Fragmento del texto =>
_ _ _

El anuncio en la carretera decía: “Campo nudista. Un kilómetro”. El viajero calculó la distancia y detuvo su automóvil. Le preguntó a un campesino que andaba por ahí: “¿Dónde está el campo nudista?”. “No hay tal campo nudista –respondió el labriego-. Antes los conductores pasaban a toda velocidad y atropellaban a mis marranos. Ahora todos manejan despacito al pasar por aquí”…

Don Gerontino, señor de edad madura -superaba la ochentena-, casó con Pora Quitevas, mujer de 30 abriles dotada de prominentes atributos anatómicos. La noche de las bodas ella se desnudó del todo y se tendió en la cama en actitud voluptuosa de Cleopatra o de la maja que Goya encueró para la eternidad. La vio así don Gerontino y se sentó a escribir algo. Le preguntó Pora, extrañada: “¿Qué es lo que escribes?”. Terminó el añoso galán, firmó lo escrito y luego entró en el lecho. Decía el papel: “No se culpe a nadie de mi muerte”…

Por mis venas corre -bueno, ahora camina- sangre tlaxcalteca. Pocos años después de fundada mi ciudad, Saltillo, llegaron a establecerse en ella familias indígenas venidas de Tlaxcala, y dejaron huella indeleble que hasta hoy perdura. A esos antepasados nuestros debemos los saltillenses algunas de nuestras más preciadas galas: el pan de pulque sabrosísimo; el perón y el membrillo, frutos emblemáticos de nuestras huertas; las danzas de matachines -o matlachines- y sobre todo el hermoso sarape de Saltillo, ése que recoge todo el Sol y todos los colores del arco iris y los hace quedarse quietecitos en sus pliegues, lujo sobre el lujo del piano alemán con candelabros.

Orgulloso estoy de esa ilustre prosapia tlaxcalteca que en mí llevo. Por ella me siento como en mi casa cuando a Tlaxcala voy; por eso también suelo llegar, cuando deambulo por el Centro Histórico de la Ciudad de México, a la Casa Tlaxcala, en la antañona finca donde vivió Martí, cerca de San Ildefonso y de la flamígera estatua del flamígero Vasconcelos. Hacía yo ahí alguna pequeña compra en la pequeña tienda de artesanías que ahí funciona, y disfrutaba las delicias gastronómicas del Restaurante San Francisco, en el patio de la vieja casona.

Ahora me entero de que ese lugar de buen comer debió cerrar sus puertas. La señora que ahí ofrecía tan ricas viandas y a tan accesibles precios no encontró apoyo en el Gobierno de Tlaxcala para mantener ese establecimiento que hacía honor a la cocina tlaxcalteca y a sus mejores tradiciones culinarias. Me entristeció saber eso, y estaré atento a saber si el restorán abre sus puertas en alguna otra parte para volver a él. Me da pena que las cosas buenas se vayan.

No andamos muy sobrados de ellas… Don Chinguetas fue a una clínica y le tocó ser atendido por una doctora joven, agraciada de rostro y de atractivo cuerpo. La profesionista puso la mano en el pecho de su paciente y le indicó: “Diga 33”. Don Chinguetas dijo: “33”. Seguidamente la médica puso la mano en el abdomen del señor y le pidió: “Diga 33”. “33” –repitió don Chinguetas. Luego la bella doctora puso su mano en los atributos de varón de su paciente y volvió a ordenarle: “Diga 33”. Empezó don Chinguetas. “Uno… Dos… Tres… Cuatro…”… FIN.

_ _ _

Ejercicios por resolver =>
#1 Resume en forma de lista el párrafo del texto que comienza con "Por mis venas corre", sin perder sus datos principales.
#2 Reescribe el tramo del texto que va de "Ahora me entero" a "buenas se vayan.", poniendo "restaurante" en lugar de "restorán".

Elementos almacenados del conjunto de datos
_ _ _

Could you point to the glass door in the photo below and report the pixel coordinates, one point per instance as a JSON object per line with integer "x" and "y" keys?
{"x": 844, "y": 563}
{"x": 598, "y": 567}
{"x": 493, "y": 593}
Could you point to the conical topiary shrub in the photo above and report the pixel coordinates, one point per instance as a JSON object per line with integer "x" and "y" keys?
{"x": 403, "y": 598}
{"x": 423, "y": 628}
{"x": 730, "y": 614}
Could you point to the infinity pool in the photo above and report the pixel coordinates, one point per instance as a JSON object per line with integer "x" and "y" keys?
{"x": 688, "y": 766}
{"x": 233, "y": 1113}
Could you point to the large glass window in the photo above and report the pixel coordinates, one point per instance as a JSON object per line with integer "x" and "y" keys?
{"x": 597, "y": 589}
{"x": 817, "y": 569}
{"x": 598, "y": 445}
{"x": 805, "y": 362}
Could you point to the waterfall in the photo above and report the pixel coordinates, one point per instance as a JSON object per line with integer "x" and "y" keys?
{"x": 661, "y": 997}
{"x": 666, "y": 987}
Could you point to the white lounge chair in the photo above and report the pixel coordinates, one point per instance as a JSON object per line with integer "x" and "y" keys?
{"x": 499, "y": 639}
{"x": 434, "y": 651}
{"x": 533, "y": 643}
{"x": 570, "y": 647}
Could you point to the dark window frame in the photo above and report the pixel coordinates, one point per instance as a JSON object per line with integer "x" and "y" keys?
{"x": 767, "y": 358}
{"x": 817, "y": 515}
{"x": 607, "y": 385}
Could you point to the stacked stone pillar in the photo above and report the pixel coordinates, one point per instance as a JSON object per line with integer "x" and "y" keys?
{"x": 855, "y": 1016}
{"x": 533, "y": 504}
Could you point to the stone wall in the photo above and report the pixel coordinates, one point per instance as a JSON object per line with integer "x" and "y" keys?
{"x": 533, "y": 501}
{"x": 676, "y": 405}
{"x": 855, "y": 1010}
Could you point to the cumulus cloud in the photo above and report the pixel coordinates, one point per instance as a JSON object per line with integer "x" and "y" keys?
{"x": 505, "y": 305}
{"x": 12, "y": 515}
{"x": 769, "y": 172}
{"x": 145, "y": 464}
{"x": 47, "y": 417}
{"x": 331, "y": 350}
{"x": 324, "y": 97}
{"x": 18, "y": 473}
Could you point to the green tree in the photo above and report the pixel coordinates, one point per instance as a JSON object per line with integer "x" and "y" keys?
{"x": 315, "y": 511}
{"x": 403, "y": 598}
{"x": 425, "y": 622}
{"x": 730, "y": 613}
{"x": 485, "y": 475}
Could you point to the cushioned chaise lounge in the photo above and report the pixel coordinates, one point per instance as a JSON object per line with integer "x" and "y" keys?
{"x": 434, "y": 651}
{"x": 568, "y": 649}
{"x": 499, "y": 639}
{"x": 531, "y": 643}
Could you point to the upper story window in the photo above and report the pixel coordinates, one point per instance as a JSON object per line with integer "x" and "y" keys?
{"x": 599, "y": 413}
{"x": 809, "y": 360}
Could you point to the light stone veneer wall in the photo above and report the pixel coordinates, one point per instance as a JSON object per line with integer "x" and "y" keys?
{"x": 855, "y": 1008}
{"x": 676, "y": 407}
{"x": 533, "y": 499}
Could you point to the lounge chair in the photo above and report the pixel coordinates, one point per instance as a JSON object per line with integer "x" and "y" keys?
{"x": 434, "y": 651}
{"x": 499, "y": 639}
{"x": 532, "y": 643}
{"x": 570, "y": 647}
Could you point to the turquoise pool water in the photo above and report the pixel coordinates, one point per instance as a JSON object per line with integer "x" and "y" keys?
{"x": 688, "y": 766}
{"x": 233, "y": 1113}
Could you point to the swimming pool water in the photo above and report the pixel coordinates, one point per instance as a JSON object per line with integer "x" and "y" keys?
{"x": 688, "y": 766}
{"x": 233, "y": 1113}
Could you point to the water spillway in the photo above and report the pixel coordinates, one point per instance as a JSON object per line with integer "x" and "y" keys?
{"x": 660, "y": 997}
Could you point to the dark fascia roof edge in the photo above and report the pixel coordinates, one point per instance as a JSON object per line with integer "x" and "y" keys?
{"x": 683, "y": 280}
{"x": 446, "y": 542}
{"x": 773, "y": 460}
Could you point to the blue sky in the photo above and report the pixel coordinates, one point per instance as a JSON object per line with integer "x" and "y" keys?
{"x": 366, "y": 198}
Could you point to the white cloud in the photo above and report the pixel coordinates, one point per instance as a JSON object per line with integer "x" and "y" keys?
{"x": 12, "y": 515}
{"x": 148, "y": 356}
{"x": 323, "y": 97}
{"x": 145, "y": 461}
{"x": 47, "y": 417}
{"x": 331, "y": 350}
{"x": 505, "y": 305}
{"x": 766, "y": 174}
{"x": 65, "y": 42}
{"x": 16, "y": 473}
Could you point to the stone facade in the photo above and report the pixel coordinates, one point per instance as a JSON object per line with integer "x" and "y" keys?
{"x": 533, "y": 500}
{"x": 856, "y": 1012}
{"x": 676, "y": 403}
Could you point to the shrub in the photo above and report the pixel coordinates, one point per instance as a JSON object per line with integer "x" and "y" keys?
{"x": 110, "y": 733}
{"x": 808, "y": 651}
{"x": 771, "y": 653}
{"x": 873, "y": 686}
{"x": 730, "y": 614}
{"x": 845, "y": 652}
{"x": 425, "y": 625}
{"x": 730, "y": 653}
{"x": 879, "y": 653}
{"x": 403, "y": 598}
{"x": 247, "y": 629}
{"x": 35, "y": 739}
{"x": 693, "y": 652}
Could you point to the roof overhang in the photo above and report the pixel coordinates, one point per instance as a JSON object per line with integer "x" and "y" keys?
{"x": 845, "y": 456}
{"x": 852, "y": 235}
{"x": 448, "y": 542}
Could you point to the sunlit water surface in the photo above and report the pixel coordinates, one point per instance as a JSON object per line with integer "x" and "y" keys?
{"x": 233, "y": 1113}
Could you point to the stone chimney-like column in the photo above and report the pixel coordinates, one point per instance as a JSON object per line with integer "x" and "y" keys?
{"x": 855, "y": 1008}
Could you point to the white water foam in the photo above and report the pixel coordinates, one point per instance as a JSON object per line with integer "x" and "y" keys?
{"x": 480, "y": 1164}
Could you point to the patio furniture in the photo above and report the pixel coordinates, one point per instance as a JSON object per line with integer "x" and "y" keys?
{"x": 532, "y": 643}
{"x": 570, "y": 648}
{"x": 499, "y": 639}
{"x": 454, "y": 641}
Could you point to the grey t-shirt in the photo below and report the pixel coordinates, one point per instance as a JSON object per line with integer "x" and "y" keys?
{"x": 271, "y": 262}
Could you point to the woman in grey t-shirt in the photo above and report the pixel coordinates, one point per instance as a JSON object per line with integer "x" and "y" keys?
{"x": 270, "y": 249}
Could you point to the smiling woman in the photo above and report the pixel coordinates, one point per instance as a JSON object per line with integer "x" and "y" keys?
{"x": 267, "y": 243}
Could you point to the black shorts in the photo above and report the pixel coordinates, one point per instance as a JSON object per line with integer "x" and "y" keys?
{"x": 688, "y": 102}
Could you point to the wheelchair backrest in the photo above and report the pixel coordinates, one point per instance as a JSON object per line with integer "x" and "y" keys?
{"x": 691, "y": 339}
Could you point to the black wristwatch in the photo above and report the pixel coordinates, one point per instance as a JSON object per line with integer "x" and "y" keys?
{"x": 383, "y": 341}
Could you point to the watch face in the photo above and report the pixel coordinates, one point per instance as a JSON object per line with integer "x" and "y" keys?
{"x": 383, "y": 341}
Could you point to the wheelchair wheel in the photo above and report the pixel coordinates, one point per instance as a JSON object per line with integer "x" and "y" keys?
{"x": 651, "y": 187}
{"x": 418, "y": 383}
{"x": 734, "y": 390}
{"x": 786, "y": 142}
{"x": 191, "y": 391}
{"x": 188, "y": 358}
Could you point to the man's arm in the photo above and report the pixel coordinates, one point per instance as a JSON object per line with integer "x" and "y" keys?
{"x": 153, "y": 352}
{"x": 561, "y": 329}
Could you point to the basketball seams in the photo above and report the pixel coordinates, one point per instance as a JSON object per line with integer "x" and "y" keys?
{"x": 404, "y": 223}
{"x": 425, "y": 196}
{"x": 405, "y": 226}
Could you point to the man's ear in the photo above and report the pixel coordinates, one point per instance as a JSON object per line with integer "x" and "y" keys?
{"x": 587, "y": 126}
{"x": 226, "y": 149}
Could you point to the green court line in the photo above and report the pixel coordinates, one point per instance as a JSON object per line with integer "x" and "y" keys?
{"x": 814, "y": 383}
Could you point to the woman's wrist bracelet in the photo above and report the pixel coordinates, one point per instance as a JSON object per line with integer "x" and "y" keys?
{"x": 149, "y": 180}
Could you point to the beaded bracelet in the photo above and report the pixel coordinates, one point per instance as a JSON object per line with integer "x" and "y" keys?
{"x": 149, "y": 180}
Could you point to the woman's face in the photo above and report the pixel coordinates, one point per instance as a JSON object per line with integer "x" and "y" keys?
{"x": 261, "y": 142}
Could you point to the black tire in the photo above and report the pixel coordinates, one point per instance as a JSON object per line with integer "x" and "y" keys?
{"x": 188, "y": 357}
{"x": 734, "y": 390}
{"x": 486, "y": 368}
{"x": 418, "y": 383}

_ _ _

Respuestas =>
#1
- El autor lleva sangre tlaxcalteca.
- Pocos años después de la fundación de Saltillo, se establecieron allí familias indígenas procedentes de Tlaxcala.
- Su huella perdura hasta hoy.
- A ellas deben los saltillenses el pan de pulque, el perón y el membrillo, las danzas de matachines (o matlachines) y, sobre todo, el sarape de Saltillo.

#2
Ahora me entero de que ese lugar de buen comer debió cerrar sus puertas. La señora que ahí ofrecía tan ricas viandas y a tan accesibles precios no encontró apoyo en el Gobierno de Tlaxcala para mantener ese establecimiento que hacía honor a la cocina tlaxcalteca y a sus mejores tradiciones culinarias. Me entristeció saber eso, y estaré atento a saber si el restaurante abre sus puertas en alguna otra parte para volver a él. Me da pena que las cosas buenas se vayan.